Not exactly news from the Ninjas

In another embarrassment for the supporters of Donald Trump, a report ordered up by the GOP-controlled Arizona Senate essentially confirmed the obvious: Joe Biden won in Maricopa County.
Stephen Richer, the county official who oversees elections, wrote for CNN Opinion that the choice of the company that did the review, Cyber Ninjas, was strange. “Prior to Arizona, Cyber Ninjas had no elections experience and had done zero election audits. Zero. And the company’s actions have raised questions about it being partisan.”
Olivia Troye, who served as Vice President Mike Pence’s homeland security adviser, wrote that “while Trump and his supporters failed to overturn the 2020 elections, charges of election fraud have already become a dangerous blueprint for the future, threatening to undermine our free and fair elections and stoke the potential for violence throughout the country.”
The new book by Bob Woodward and Robert Costa, “Peril,” revealed a post-election memo written by John Eastman, a Trump-supporting lawyer, that laid out a scenario for Pence to overturn the legitimate 2020 vote and hand Trump a second term. The memo “begins with a lie and then descends into madness,” legal analyst Elie Honig wrote, and “is at once rife with falsehoods, childlike in its reasoning and deadly dangerous in its proposed application.”
# # # # #
= Assignment 1 =
Please reproduce the stretch of the piece on the Arizona election review from "Not exactly news" through "in Maricopa County.".
= Assignment 2 =
Resume the piece on the Arizona election review, starting right after its last sentence.
The listing is separate material with no connection to the piece on the Arizona election review.

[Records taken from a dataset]
# # # # #
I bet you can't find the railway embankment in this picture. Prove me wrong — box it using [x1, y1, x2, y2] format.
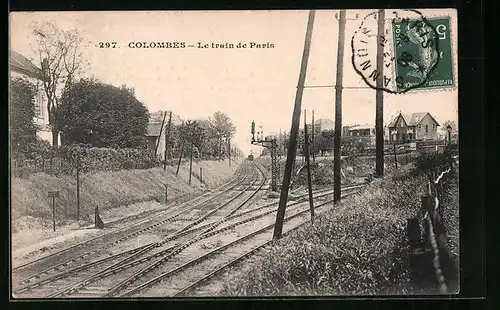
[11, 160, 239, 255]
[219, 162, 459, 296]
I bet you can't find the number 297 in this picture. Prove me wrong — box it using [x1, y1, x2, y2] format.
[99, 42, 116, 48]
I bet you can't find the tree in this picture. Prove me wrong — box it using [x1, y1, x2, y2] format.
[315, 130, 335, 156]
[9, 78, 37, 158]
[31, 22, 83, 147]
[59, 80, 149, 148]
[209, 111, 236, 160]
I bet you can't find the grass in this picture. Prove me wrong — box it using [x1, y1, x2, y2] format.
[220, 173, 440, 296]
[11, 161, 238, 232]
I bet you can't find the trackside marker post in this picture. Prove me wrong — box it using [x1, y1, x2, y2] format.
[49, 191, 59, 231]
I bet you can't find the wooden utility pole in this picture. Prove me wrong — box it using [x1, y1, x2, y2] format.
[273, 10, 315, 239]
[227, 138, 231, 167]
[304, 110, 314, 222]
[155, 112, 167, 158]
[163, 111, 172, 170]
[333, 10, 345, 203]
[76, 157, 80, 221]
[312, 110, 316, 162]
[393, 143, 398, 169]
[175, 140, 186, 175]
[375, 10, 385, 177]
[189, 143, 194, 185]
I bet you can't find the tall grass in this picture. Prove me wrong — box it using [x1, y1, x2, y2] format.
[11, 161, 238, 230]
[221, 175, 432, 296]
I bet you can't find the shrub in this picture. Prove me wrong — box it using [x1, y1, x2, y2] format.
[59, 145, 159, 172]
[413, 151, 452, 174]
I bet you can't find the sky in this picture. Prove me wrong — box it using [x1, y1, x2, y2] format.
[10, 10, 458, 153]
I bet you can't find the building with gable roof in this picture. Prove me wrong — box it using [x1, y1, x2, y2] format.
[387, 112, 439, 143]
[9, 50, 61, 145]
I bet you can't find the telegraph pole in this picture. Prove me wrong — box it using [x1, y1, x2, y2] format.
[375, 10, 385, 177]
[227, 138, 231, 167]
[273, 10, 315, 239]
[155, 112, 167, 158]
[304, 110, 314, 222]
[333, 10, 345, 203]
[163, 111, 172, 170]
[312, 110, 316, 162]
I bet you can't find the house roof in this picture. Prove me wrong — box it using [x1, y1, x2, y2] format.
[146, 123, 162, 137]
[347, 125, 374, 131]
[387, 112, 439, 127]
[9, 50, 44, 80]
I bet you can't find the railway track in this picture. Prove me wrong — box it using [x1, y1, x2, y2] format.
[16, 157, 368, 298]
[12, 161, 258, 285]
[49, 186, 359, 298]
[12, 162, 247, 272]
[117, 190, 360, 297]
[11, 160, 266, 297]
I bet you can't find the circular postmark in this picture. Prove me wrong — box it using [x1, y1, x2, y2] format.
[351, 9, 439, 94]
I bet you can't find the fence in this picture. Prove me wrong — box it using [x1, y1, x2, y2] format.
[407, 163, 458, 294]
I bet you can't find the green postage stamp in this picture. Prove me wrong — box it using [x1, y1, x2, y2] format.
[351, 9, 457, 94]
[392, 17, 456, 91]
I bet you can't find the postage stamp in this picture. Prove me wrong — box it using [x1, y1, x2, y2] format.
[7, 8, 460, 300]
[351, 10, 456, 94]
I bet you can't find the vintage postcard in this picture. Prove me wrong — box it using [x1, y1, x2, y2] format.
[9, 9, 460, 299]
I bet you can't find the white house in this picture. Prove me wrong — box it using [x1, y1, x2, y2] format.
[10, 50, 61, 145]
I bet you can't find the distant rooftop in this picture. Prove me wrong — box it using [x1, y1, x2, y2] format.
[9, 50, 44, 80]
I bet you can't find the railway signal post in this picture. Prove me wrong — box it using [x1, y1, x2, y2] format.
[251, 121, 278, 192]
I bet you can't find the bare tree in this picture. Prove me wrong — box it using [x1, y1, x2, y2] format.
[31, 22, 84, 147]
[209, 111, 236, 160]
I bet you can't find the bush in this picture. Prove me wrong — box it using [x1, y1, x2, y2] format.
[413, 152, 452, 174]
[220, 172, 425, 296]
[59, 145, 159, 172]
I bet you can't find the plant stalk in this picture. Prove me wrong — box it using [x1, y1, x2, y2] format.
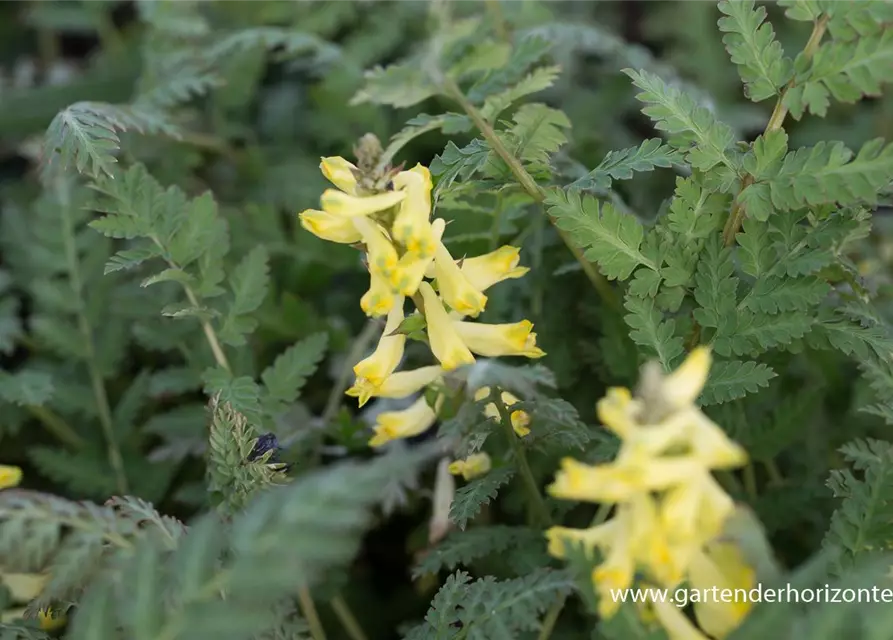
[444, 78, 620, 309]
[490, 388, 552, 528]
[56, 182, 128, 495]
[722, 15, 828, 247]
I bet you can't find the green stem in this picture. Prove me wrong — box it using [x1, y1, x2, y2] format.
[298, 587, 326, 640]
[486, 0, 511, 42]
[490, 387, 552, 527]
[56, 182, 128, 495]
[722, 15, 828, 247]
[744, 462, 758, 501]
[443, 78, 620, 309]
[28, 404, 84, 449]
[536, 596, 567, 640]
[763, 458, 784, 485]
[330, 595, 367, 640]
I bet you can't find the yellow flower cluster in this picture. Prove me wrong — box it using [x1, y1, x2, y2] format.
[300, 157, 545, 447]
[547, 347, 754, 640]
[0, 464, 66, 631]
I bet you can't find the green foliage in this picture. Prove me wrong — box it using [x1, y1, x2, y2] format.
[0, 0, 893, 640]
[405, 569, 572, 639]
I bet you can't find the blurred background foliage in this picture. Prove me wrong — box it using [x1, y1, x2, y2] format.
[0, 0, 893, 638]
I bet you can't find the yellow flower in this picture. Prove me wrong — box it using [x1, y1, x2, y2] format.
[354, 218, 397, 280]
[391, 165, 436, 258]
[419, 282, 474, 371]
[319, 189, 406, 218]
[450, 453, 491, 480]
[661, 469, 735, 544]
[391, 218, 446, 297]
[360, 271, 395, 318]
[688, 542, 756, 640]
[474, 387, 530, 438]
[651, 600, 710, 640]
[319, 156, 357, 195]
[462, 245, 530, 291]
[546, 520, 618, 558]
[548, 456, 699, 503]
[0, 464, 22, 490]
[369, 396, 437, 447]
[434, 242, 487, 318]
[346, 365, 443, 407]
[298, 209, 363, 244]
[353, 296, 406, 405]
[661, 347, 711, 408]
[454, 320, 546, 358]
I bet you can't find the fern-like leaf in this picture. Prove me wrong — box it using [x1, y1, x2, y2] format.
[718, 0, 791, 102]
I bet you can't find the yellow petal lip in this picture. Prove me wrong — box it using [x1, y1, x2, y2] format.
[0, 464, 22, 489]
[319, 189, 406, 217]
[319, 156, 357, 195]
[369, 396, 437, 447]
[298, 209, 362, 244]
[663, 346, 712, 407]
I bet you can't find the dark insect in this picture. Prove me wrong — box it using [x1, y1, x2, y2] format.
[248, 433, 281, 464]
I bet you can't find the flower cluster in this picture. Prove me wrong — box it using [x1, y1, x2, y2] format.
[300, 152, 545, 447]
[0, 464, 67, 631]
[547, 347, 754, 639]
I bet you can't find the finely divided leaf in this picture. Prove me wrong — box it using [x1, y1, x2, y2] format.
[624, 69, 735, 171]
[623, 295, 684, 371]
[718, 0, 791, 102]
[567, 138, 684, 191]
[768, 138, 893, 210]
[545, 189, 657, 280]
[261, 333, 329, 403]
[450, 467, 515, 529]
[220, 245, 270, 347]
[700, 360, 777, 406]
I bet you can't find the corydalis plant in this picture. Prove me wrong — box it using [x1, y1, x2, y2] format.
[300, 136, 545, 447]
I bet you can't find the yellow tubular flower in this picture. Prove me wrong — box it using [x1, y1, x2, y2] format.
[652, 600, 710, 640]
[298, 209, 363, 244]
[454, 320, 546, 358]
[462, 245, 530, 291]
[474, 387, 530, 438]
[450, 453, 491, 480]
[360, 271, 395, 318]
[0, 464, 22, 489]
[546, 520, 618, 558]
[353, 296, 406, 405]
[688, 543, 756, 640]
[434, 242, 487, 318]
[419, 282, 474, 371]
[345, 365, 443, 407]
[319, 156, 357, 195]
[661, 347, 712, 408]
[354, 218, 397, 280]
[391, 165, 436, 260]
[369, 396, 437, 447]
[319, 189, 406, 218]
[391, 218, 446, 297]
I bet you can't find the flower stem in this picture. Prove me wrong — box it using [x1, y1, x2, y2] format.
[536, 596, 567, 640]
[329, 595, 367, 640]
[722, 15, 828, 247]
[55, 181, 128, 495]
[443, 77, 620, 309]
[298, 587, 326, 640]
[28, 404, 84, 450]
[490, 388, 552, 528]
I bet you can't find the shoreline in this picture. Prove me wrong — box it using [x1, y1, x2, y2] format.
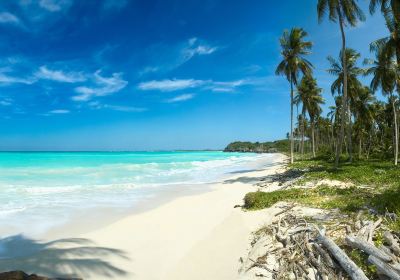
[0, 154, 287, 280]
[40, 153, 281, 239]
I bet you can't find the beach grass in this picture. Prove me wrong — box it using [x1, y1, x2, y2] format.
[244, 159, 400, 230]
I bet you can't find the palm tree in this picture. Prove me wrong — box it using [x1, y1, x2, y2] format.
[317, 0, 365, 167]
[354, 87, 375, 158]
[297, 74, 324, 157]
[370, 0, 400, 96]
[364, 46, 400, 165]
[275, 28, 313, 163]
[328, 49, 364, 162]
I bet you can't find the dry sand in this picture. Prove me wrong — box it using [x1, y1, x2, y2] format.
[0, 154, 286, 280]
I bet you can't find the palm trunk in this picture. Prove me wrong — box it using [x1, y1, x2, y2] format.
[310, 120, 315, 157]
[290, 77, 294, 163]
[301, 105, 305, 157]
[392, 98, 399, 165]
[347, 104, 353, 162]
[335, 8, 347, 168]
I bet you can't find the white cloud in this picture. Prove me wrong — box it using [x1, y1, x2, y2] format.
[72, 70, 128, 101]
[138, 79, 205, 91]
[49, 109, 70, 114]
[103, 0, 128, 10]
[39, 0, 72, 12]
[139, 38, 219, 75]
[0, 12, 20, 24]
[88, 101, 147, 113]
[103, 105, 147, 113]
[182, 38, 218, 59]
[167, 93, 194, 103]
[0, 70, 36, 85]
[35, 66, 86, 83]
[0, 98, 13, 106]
# # # # #
= Task output 1 =
Not exactly news from the Ninjas

In another embarrassment for the supporters of Donald Trump, a report ordered up by the GOP-controlled Arizona Senate essentially confirmed the obvious: Joe Biden won in Maricopa County.

= Task output 2 =
Covid’s toll

Covid-19 has now become the “deadliest epidemic ever to hit the United States,” surpassing the 1918 influenza pandemic, wrote Jeffrey Sachs. There is “one overwhelming and grim reality: most of the Covid deaths could have been prevented, but America’s fractured culture — political, economic and personal — mainly delivered death rather than life.”
The US has one of the highest Covid mortality rates– “shockingly high,” wrote Sachs, “considering that the US mass produces Covid-19 vaccines that prevent most deaths. Instead of an orderly lifesaving response to the epidemic, the US response has been unruly and disorderly from the start. Many lives would have been saved if the US had only implemented basic public-health protections until mass vaccine coverage was possible: mask mandates, physical distancing, testing-tracing-isolation procedures and closing large events. Once the vaccines arrived, continued use of precautionary actions would have helped to keep the virus at bay. (Vaccines save lives but only partly prevent infections and transmission.)”
In France, strict new rules seem to be helping the nation stem the Covid surge, wrote David Andelman. “With the exception of weekend protesters, France has wholeheartedly embraced a new law, passed in July, that requires every adult to present a ‘pass sanitaire’ before entering places like restaurants, cafés, museums, theaters and sports stadiums. While President Joe Biden has told businesses they must enforce vaccine mandates, French President Emmanuel Macron has successfully instituted vaccine passports for the whole nation.”
And there was an important piece of good news for the US this week, wrote Dr. Lawrence C. Kleinman: “Pfizer announced Monday that data from recent trials suggests that children 5-11 have a safe and effective response to its Covid-19 vaccine. The news holds the hope to herald a new phase in our battle to end the public health crisis caused by the coronavirus in the United States.”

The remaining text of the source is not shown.